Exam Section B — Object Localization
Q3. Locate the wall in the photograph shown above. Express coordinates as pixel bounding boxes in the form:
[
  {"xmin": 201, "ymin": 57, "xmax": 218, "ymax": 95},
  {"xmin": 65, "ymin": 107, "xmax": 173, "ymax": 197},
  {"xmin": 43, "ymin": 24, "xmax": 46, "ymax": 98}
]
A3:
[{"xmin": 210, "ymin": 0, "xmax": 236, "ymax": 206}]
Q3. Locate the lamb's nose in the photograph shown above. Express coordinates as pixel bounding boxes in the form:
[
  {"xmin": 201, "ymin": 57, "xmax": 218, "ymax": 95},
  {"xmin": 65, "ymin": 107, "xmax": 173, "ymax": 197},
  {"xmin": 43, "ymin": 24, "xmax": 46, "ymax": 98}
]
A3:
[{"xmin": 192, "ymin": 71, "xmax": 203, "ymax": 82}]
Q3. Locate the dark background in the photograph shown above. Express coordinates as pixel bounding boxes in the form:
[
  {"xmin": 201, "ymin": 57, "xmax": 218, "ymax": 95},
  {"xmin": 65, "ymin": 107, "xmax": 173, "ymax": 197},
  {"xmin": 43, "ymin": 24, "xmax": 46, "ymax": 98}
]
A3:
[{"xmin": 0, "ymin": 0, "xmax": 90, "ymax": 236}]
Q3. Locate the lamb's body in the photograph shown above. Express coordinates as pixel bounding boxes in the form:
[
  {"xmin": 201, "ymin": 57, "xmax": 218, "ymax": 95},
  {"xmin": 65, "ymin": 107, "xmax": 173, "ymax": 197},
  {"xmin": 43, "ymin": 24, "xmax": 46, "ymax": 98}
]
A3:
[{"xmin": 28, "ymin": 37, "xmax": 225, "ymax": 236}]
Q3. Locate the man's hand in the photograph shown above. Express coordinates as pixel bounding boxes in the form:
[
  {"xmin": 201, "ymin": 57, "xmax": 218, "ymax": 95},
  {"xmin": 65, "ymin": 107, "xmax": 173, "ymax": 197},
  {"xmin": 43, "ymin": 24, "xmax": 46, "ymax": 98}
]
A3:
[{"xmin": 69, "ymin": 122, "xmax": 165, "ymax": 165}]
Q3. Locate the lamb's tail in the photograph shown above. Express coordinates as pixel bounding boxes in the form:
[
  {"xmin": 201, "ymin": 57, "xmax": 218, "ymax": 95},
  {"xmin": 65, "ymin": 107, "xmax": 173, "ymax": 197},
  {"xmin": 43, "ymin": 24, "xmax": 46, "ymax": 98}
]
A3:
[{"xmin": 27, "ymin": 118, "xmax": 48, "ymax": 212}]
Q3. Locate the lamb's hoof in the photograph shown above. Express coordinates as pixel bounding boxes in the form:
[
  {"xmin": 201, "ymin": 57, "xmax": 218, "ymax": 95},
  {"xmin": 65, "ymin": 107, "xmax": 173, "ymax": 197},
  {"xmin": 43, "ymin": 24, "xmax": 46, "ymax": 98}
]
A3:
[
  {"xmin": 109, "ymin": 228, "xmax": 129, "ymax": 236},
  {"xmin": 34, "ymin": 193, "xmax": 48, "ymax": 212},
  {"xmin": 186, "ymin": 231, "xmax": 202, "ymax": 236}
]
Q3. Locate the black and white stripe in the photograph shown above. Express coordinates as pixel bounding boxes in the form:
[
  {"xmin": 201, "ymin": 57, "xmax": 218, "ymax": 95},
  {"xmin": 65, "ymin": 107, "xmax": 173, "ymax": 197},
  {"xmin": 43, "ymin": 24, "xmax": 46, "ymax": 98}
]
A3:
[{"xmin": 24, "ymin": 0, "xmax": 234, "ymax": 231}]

──────────

Reproduce every one of the records above word for word, with nothing changed or left out.

Exam Section B — Object Localization
Q3. Locate the wall in the photograph shown above. Express coordinates as pixel bounding boxes in the form:
[
  {"xmin": 201, "ymin": 57, "xmax": 218, "ymax": 95},
  {"xmin": 65, "ymin": 107, "xmax": 173, "ymax": 197},
  {"xmin": 43, "ymin": 24, "xmax": 46, "ymax": 98}
]
A3:
[{"xmin": 210, "ymin": 0, "xmax": 236, "ymax": 206}]
Q3. Locate the lamb's nose in the photograph shown above. Express coordinates as pixel bounding boxes in the form:
[
  {"xmin": 201, "ymin": 57, "xmax": 218, "ymax": 95},
  {"xmin": 65, "ymin": 107, "xmax": 173, "ymax": 197},
  {"xmin": 43, "ymin": 24, "xmax": 46, "ymax": 98}
]
A3:
[{"xmin": 192, "ymin": 71, "xmax": 203, "ymax": 82}]
Q3. Locate the dark background in the photograph shown above. Express coordinates as pixel bounding boxes in the form:
[
  {"xmin": 201, "ymin": 57, "xmax": 218, "ymax": 95},
  {"xmin": 65, "ymin": 107, "xmax": 173, "ymax": 197},
  {"xmin": 43, "ymin": 24, "xmax": 46, "ymax": 98}
]
A3:
[{"xmin": 0, "ymin": 0, "xmax": 90, "ymax": 236}]
Q3. Locate the lamb's body in the photograph shown above. Express coordinates as pixel bounding boxes in the form:
[
  {"xmin": 201, "ymin": 57, "xmax": 218, "ymax": 95},
  {"xmin": 65, "ymin": 107, "xmax": 173, "ymax": 197},
  {"xmin": 43, "ymin": 24, "xmax": 46, "ymax": 98}
]
A3:
[{"xmin": 28, "ymin": 37, "xmax": 225, "ymax": 236}]
Q3. Locate the man's hand in the photograph shown above. Express coordinates as pixel bounding boxes in the form:
[
  {"xmin": 201, "ymin": 57, "xmax": 218, "ymax": 95},
  {"xmin": 65, "ymin": 107, "xmax": 173, "ymax": 197},
  {"xmin": 43, "ymin": 24, "xmax": 46, "ymax": 98}
]
A3:
[{"xmin": 69, "ymin": 122, "xmax": 165, "ymax": 165}]
Q3. Locate the lamb's tail in the photograph shown above. Express coordinates as pixel bounding boxes in the form:
[
  {"xmin": 201, "ymin": 57, "xmax": 218, "ymax": 95},
  {"xmin": 65, "ymin": 107, "xmax": 173, "ymax": 197},
  {"xmin": 43, "ymin": 24, "xmax": 46, "ymax": 98}
]
A3:
[{"xmin": 27, "ymin": 118, "xmax": 48, "ymax": 212}]
Q3. Locate the lamb's hoof in the photograph shown above. Express coordinates as pixel bounding boxes in the form:
[
  {"xmin": 201, "ymin": 57, "xmax": 218, "ymax": 95},
  {"xmin": 65, "ymin": 107, "xmax": 173, "ymax": 197},
  {"xmin": 43, "ymin": 24, "xmax": 46, "ymax": 98}
]
A3:
[
  {"xmin": 109, "ymin": 228, "xmax": 129, "ymax": 236},
  {"xmin": 34, "ymin": 193, "xmax": 48, "ymax": 212},
  {"xmin": 186, "ymin": 231, "xmax": 202, "ymax": 236}
]
Q3. Locate the black and white stripe in the photograph shown above. Express coordinates as pixel bounding boxes in the form:
[
  {"xmin": 201, "ymin": 57, "xmax": 218, "ymax": 95},
  {"xmin": 65, "ymin": 107, "xmax": 173, "ymax": 197},
  {"xmin": 43, "ymin": 24, "xmax": 46, "ymax": 98}
]
A3:
[{"xmin": 24, "ymin": 0, "xmax": 234, "ymax": 231}]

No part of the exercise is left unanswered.